Kegiatan A: Tuliskan kembali secara persis bagian artikel tentang konflik Etiopia, dimulai dari kata-kata yang memuat "Dia menuduh partai" dan berhenti setelah "Kadra, wilayah Tigray.".
Kegiatan B:
Jawablah pertanyaan berikut berdasarkan artikel tentang konflik Etiopia.
(i) Penghargaan apa yang diterima Aiby Ahmed setahun sebelum konflik meletus?
(ii) Pada tanggal berapa Aiby Ahmed mengirim pasukan ke markas militer di bagian utara wilayah Tigray?
(iii) Di kota mana ratusan orang terbunuh menurut laporan Amnesty International?

Baca berita tanpa iklan. Gabung Kompas.com+
Salin Artikel

Konflik Etiopia, Sebuah Ringkasan untuk Anda

ADDIS ABABA, KOMPAS.com - Etiopia menghadapi perang sipil antara pasukan militer pemerintah dan pasukan sipil di bagian utara Tigray yang mengakibatkan 10.000 nyawa melayang.

Konflik meletus pada November awal, setahun setelah Perdana Menteri Ethiopia Aiby Ahmed menerima Hadiah Nobel Perdamaian yang mengakhiri konflik perbatasan 20 tahun Ethiopia dengan Eritrea.

Berikut ini serangkaian penjelasan singkat tentang bagaimana konflik yang menewaskan puluhan ribu orang itu terjadi serta bagaimana dampaknya bagi masyarakat sipil dan kawasan di sekitarnya.

Apa yang sebenarnya terjadi di Etiopia?

Pada 4 November 2020, Perdana Menteri Etiopia Aiby Ahmed mengirim pasukan ke markas militer di bagian utara wilayah Tigray yang berbatasan dengan Eritrea dan Sudan.

Dia menuduh partai yang berkuasa di wilayah itu, Tigray People Liberation Front (TPLF) telah menyerang markas tersebut dan mengumumkan melalui siaran televisi beberapa hari kemudian bahwa militer Etiopia telah membom markas tersebut sebagai bentuk pembalasan.

Beberapa hari setelahnya, Amnesty International melaporkan bahwa ratusan orang telah terbunuh dalam serangan pisau dan parang di kota Mai Kadra, wilayah Tigray.

Data yang Ditampilkan:
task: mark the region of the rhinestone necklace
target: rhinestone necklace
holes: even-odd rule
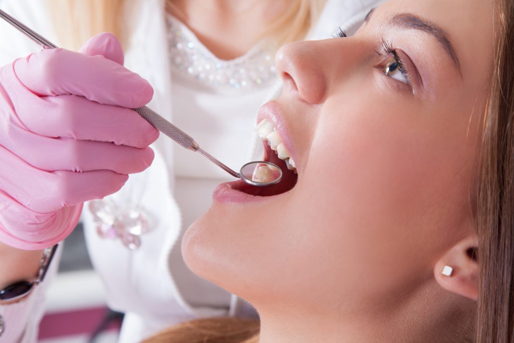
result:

Kotak Jawaban A:
Dia menuduh partai yang berkuasa di wilayah itu, Tigray People Liberation Front (TPLF) telah menyerang markas tersebut dan mengumumkan melalui siaran televisi beberapa hari kemudian bahwa militer Etiopia telah membom markas tersebut sebagai bentuk pembalasan.

Beberapa hari setelahnya, Amnesty International melaporkan bahwa ratusan orang telah terbunuh dalam serangan pisau dan parang di kota Mai Kadra, wilayah Tigray.

Kotak Jawaban B:
(i) Hadiah Nobel Perdamaian.
(ii) 4 November 2020.
(iii) Mai Kadra.